═══ PASSAGE PROVIDED
Re: Quantum Immortality and Information Flow

From: Stathis Papaioannou <stathispapaioannou.domain.name.hidden>
Date: Thu, 24 Nov 2005 18:52:47 +1100

Bruno Marchal writes:

>The main idea of Kripke has consisted in saying that the modal formula Bp
>(also written []p) is true at world a, if p is true in all the worlds you
>can access from a. p is relatively necessary at a.
>For example, if the world are countries and if you have to pay taxes in all
>countries that you can access from where you are, then taxes are necessary
>(relatively to a).
>
>That is, p is "necessary" at world a if p is true for all worlds b such
>that aRb. It is intuitively normal: a proposition is necessary for you if
>it is true in all world you can access.
══════
═══ RECORDED INFORMATION
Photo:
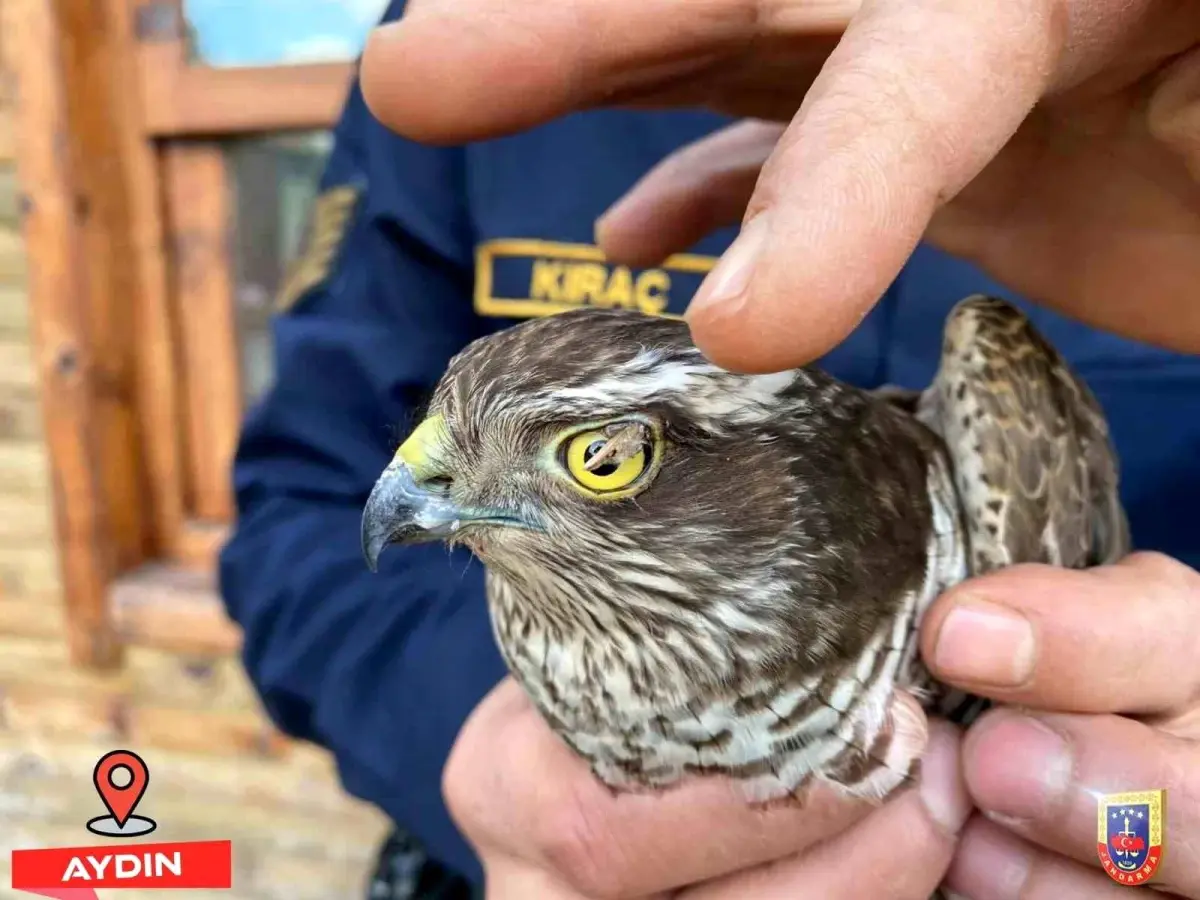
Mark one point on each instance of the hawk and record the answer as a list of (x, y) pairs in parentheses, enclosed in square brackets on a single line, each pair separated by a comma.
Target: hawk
══════
EXERCISE A
Can you translate this sentence from the post on Kripke's modal semantics into Spanish: 'That is, p is "necessary" at world a if p is true for all worlds b such that aRb.'
EXERCISE B
Could you pull out the part of the post on Kripke's modal semantics that begins at the words "Re: Quantum Immortality" and stops after "necessary at a.", copying it word for word?

FULL ANSWER A
Es decir, p es "necesaria" en el mundo a si p es verdadera en todos los mundos b tales que aRb.

FULL ANSWER B
Re: Quantum Immortality and Information Flow

From: Stathis Papaioannou <stathispapaioannou.domain.name.hidden>
Date: Thu, 24 Nov 2005 18:52:47 +1100

Bruno Marchal writes:

>The main idea of Kripke has consisted in saying that the modal formula Bp
>(also written []p) is true at world a, if p is true in all the worlds you
>can access from a. p is relatively necessary at a.